Aim:
Copy every line of the data from the line with "If you could tag every instance of the green-yellow" through the end of the data. Shift each answer point by adding 15 to both of its coordinates, and keep all other lines unchanged, including the sample points.

Start Records provided

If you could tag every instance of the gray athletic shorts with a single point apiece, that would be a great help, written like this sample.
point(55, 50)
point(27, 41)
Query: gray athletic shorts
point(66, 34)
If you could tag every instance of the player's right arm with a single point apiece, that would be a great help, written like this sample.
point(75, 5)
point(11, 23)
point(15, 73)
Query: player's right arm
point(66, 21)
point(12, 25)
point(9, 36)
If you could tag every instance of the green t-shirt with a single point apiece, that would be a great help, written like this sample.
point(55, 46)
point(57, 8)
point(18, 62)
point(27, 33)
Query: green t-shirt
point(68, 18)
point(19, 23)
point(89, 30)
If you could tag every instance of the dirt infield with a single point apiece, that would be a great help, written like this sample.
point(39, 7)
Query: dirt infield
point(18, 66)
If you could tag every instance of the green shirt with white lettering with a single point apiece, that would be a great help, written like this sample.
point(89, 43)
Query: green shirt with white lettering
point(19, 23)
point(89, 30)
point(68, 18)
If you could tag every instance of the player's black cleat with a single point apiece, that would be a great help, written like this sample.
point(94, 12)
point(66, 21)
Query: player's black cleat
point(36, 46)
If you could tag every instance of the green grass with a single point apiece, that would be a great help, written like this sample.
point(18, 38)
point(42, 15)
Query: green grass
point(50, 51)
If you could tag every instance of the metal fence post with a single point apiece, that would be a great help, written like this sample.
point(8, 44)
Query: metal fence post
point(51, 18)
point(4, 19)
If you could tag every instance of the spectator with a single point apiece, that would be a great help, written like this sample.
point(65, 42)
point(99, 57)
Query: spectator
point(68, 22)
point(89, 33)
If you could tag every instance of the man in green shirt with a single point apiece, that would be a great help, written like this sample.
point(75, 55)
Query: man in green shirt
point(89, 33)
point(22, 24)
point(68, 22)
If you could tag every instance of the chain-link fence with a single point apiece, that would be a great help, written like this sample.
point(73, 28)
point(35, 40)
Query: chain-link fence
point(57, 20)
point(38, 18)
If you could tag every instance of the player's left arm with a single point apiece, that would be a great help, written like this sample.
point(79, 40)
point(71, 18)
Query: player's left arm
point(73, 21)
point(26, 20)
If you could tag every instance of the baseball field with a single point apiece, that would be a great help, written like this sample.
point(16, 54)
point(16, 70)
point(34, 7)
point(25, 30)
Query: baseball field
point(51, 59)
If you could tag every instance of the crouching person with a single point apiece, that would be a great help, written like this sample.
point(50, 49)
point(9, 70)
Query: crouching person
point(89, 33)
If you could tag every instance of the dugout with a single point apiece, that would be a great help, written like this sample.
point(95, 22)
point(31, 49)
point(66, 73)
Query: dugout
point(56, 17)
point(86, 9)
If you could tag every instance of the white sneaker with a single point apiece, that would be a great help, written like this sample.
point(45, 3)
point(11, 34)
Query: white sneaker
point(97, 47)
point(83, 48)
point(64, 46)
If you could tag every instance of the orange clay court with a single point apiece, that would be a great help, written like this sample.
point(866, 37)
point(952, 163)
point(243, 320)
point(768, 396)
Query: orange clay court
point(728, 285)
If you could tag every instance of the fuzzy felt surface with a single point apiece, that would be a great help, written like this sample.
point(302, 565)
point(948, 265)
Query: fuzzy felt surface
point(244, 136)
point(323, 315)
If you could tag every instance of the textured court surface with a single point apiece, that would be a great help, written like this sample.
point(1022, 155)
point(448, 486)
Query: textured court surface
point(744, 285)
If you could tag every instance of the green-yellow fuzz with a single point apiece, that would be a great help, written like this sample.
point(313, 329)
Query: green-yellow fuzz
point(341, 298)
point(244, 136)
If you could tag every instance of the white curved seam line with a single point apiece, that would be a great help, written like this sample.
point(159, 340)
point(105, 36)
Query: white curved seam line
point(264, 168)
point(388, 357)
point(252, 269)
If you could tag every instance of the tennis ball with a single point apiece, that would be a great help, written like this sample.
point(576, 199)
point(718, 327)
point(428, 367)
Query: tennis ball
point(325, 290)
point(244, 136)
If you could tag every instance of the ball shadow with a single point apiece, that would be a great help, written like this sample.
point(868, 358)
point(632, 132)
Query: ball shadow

End Records provided

Response for this exercise:
If you could tag every instance of the green-yellow fuzz with a single point apiece, that would be a great help, written like this sample.
point(313, 329)
Query: green-yellow fuzz
point(356, 313)
point(259, 151)
If you could tag every instance of the white curved seam line with a single point apiece, that would be a great help, written like this sample.
point(159, 340)
point(105, 36)
Query: white curved seam line
point(279, 183)
point(403, 372)
point(267, 284)
If you could tag every instance of the tennis ball with a single point apiece, that would be a great help, written like this sample.
point(576, 199)
point(718, 327)
point(428, 367)
Query: tennis ball
point(340, 305)
point(259, 151)
If you could tag every instance of the ball shadow with a single point apiece, that would be a great help, written like this sample.
point(868, 358)
point(632, 132)
Query: ball shadow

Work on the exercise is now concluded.